Records for this task:
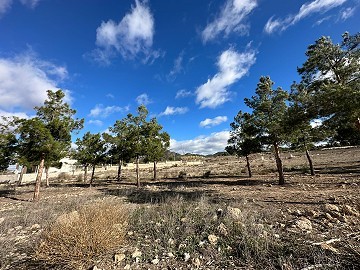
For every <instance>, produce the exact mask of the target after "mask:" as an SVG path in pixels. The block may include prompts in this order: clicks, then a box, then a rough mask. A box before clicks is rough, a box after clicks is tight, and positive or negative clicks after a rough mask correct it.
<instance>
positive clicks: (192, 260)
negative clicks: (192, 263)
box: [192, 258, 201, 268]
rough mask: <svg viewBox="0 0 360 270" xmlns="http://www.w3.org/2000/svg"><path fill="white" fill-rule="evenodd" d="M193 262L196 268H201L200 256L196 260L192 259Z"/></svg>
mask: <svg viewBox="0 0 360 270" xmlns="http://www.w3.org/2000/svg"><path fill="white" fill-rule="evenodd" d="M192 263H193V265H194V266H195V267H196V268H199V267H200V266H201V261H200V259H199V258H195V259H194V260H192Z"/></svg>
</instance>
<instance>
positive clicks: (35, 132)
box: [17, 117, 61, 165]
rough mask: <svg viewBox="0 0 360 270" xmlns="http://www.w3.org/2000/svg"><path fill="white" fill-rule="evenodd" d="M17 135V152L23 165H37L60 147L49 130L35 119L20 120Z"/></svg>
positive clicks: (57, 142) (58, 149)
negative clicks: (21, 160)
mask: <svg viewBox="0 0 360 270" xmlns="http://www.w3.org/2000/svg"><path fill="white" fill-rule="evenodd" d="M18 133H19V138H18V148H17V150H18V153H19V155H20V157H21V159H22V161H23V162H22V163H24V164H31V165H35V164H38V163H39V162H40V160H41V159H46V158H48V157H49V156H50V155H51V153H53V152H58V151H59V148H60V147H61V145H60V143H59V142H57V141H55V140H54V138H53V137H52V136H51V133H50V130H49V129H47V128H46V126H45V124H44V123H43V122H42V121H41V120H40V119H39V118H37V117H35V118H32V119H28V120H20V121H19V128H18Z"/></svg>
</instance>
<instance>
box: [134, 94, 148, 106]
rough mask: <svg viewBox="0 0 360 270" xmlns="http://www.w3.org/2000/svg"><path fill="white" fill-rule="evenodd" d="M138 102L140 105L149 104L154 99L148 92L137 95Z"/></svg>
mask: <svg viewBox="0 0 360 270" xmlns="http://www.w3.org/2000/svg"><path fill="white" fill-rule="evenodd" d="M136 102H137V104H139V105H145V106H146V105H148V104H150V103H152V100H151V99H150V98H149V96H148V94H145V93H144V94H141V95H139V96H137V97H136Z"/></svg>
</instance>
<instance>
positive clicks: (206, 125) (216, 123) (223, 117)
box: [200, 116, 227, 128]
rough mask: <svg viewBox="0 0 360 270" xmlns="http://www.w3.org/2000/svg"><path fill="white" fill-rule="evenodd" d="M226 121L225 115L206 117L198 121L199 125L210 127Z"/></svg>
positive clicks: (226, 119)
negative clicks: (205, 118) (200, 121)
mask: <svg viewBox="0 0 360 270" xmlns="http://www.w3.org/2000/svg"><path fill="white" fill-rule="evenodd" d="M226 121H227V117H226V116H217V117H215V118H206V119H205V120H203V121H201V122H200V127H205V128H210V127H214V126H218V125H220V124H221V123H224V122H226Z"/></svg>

Task description:
Write out all of the lines above word for word, but leave out the pictures.

Solution for this problem:
For every <instance>, produce the exact mask of the target after "mask:" as an SVG path in pixels. The block may include prompts in this order: clicks, then a box, then a rough mask. A box before clicks is rough, a box after clicks is tight, and positive or negative clicks after a rough mask correct it.
<instance>
positive clicks: (192, 260)
negative clicks: (192, 263)
box: [192, 258, 201, 268]
rough mask: <svg viewBox="0 0 360 270" xmlns="http://www.w3.org/2000/svg"><path fill="white" fill-rule="evenodd" d="M193 262L196 268H201L200 256L196 260L192 259Z"/></svg>
mask: <svg viewBox="0 0 360 270" xmlns="http://www.w3.org/2000/svg"><path fill="white" fill-rule="evenodd" d="M192 263H193V265H194V266H195V267H196V268H199V267H200V266H201V261H200V259H199V258H195V259H194V260H192Z"/></svg>
</instance>
<instance>
positive clicks: (35, 132)
box: [17, 117, 61, 165]
rough mask: <svg viewBox="0 0 360 270" xmlns="http://www.w3.org/2000/svg"><path fill="white" fill-rule="evenodd" d="M17 135V152L23 165H37L60 147L49 130L35 119L20 120Z"/></svg>
positive clicks: (57, 142) (58, 149)
negative clicks: (21, 160)
mask: <svg viewBox="0 0 360 270" xmlns="http://www.w3.org/2000/svg"><path fill="white" fill-rule="evenodd" d="M18 133H19V138H18V148H17V150H18V153H19V155H20V157H21V159H22V161H23V162H22V163H24V164H31V165H35V164H38V163H39V162H40V160H41V159H46V158H48V157H49V156H50V155H51V153H53V152H58V151H59V148H60V147H61V145H60V143H59V142H57V141H55V140H54V138H53V137H52V136H51V133H50V130H49V129H47V128H46V126H45V124H44V123H43V122H42V121H41V120H40V119H39V118H37V117H35V118H32V119H28V120H20V121H19V128H18Z"/></svg>
</instance>
<instance>
box: [134, 94, 148, 106]
rough mask: <svg viewBox="0 0 360 270" xmlns="http://www.w3.org/2000/svg"><path fill="white" fill-rule="evenodd" d="M138 102L140 105L149 104L154 99L148 92L137 95Z"/></svg>
mask: <svg viewBox="0 0 360 270" xmlns="http://www.w3.org/2000/svg"><path fill="white" fill-rule="evenodd" d="M136 102H137V104H139V105H145V106H146V105H148V104H150V103H152V100H151V99H150V98H149V96H148V94H145V93H144V94H141V95H139V96H137V97H136Z"/></svg>
</instance>
<instance>
positive clicks: (206, 125) (216, 123) (223, 117)
box: [200, 116, 227, 128]
rough mask: <svg viewBox="0 0 360 270" xmlns="http://www.w3.org/2000/svg"><path fill="white" fill-rule="evenodd" d="M226 121L225 115L206 117L198 121L199 125L210 127Z"/></svg>
positive clicks: (226, 119)
negative clicks: (205, 118) (200, 121)
mask: <svg viewBox="0 0 360 270" xmlns="http://www.w3.org/2000/svg"><path fill="white" fill-rule="evenodd" d="M226 121H227V117H226V116H217V117H215V118H206V119H205V120H203V121H201V122H200V127H205V128H210V127H214V126H218V125H220V124H221V123H224V122H226Z"/></svg>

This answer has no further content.